== Exercise goal ==
In the part below that opens with the line containing "Task: point out the sun glare" and closes with the line containing "point(199, 129)", swap "sun glare" for "bright glare". Return only those lines, with everything else unchanged.

== Records shown ==
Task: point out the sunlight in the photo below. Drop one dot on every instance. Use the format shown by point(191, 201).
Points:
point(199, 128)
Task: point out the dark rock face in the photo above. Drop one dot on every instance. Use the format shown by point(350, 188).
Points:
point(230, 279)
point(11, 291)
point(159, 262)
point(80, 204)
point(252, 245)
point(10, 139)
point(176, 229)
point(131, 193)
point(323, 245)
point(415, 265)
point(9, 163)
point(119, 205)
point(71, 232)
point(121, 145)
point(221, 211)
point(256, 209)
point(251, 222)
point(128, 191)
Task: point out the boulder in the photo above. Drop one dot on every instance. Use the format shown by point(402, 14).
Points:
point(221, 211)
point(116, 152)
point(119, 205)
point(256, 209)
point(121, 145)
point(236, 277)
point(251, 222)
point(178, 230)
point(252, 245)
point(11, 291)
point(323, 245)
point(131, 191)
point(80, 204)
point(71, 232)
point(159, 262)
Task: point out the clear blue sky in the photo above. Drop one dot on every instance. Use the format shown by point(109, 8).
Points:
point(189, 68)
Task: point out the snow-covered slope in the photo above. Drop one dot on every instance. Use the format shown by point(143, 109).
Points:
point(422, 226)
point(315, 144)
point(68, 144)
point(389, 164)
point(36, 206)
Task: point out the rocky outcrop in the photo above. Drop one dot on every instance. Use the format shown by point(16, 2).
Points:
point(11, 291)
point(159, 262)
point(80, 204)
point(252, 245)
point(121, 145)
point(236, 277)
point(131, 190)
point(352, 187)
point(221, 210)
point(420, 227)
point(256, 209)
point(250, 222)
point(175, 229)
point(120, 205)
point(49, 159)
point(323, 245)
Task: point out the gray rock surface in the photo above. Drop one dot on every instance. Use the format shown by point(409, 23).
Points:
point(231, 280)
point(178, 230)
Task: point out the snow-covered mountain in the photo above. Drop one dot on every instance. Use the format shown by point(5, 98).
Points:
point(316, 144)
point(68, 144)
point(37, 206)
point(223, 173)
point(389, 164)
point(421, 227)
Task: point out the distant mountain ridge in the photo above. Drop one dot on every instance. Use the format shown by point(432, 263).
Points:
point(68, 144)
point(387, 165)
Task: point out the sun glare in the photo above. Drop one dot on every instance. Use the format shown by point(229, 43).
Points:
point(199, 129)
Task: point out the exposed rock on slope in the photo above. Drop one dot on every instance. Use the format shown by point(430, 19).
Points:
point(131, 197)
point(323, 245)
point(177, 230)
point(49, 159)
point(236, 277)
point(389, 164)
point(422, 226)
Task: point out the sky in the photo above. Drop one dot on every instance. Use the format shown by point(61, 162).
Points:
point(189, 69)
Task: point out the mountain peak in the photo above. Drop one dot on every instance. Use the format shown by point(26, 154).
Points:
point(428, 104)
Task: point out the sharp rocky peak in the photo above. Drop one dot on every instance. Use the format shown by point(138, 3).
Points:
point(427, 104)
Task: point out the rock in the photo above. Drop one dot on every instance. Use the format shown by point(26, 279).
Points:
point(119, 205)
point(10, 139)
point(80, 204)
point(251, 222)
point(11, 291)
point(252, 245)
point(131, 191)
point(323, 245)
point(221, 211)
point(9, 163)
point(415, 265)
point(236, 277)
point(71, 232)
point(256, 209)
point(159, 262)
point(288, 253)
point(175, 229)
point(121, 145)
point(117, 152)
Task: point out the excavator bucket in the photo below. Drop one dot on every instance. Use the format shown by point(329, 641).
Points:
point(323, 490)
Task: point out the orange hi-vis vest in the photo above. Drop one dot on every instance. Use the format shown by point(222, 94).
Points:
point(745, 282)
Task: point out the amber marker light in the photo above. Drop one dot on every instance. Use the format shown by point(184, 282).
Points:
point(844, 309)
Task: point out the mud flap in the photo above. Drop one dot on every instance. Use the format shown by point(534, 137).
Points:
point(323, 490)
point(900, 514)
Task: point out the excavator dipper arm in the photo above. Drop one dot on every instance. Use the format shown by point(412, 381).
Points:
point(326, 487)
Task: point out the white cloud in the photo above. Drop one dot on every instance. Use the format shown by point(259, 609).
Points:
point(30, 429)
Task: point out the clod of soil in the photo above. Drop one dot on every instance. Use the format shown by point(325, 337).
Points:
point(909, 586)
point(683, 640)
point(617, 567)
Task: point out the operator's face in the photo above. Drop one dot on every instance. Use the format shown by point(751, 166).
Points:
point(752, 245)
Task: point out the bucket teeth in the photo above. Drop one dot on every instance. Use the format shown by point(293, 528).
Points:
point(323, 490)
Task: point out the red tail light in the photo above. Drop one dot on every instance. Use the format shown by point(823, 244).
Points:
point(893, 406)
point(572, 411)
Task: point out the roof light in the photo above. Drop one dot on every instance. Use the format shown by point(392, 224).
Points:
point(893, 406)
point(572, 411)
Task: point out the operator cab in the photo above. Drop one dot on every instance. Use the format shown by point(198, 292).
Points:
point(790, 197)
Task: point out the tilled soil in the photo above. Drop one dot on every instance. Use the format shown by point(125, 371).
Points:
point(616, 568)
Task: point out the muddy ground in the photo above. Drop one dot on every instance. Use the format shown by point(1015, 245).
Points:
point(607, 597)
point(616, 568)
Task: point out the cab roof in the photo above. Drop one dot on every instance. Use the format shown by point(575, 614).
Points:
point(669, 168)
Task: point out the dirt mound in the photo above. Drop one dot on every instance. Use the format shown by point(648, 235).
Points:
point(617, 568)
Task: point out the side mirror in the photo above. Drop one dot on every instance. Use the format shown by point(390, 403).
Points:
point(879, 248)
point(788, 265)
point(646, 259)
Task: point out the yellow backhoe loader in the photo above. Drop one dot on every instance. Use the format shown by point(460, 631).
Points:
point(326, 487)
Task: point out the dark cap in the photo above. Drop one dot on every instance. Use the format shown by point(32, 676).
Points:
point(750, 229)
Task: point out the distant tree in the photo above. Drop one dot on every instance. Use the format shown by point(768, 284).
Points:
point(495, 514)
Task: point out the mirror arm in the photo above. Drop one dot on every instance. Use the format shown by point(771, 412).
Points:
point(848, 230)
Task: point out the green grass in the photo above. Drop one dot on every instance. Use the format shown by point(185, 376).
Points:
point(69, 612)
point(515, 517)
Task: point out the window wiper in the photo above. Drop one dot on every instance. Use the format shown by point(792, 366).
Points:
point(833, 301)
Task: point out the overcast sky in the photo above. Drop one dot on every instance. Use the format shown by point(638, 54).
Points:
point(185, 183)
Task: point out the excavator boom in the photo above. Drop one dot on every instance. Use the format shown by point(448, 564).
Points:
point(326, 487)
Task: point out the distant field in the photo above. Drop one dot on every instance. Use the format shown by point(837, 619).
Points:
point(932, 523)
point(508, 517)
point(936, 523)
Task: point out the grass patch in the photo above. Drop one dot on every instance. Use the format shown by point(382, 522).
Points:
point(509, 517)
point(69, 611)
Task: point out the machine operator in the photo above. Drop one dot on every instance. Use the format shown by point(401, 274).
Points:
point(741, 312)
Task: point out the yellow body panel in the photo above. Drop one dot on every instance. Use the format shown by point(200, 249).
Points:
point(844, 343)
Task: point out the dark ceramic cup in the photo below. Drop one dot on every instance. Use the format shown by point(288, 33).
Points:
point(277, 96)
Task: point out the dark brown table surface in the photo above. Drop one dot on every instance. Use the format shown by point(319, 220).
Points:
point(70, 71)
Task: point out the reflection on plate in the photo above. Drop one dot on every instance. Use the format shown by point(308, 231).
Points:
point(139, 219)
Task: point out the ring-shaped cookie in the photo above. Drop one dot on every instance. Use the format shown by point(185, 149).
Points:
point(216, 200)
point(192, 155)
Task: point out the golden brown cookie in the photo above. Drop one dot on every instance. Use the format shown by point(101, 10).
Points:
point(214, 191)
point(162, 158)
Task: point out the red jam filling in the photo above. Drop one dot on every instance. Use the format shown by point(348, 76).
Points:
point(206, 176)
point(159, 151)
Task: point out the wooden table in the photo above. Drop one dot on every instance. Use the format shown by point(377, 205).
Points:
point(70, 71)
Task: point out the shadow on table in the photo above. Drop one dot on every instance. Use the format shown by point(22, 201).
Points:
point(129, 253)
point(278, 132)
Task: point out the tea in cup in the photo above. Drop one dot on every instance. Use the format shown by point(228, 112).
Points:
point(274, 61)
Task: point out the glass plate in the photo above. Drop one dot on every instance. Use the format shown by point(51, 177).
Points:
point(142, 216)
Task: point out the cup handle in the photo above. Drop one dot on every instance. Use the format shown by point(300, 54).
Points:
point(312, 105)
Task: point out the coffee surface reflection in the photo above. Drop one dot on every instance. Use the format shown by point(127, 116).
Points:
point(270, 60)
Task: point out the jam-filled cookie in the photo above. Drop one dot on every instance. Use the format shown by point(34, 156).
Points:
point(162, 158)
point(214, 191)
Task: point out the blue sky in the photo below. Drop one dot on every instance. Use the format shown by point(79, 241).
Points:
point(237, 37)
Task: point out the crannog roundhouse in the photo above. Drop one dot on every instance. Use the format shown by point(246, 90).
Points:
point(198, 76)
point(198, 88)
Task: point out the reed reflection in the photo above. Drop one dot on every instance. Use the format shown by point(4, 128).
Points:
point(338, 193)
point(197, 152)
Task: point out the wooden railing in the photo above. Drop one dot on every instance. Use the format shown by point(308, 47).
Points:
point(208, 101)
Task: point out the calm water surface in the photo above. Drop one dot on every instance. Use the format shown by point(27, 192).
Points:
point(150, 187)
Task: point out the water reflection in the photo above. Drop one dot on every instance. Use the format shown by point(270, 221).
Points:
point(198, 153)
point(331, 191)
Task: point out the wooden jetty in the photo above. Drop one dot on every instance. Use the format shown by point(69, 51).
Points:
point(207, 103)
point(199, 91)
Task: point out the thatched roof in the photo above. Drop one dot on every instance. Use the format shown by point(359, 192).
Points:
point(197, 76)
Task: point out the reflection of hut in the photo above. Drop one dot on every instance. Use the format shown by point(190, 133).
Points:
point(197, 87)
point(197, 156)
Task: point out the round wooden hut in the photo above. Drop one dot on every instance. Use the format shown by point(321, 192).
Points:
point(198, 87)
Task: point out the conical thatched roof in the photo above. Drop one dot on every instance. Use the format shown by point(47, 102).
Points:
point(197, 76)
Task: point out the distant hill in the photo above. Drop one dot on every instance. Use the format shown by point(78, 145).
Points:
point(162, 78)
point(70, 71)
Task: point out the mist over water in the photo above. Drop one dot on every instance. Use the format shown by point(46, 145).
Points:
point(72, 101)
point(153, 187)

== Reply to the exercise ==
Task: point out the bright glare in the photo above. Drop one dot on every instance. Use the format shown by point(229, 43).
Points:
point(199, 129)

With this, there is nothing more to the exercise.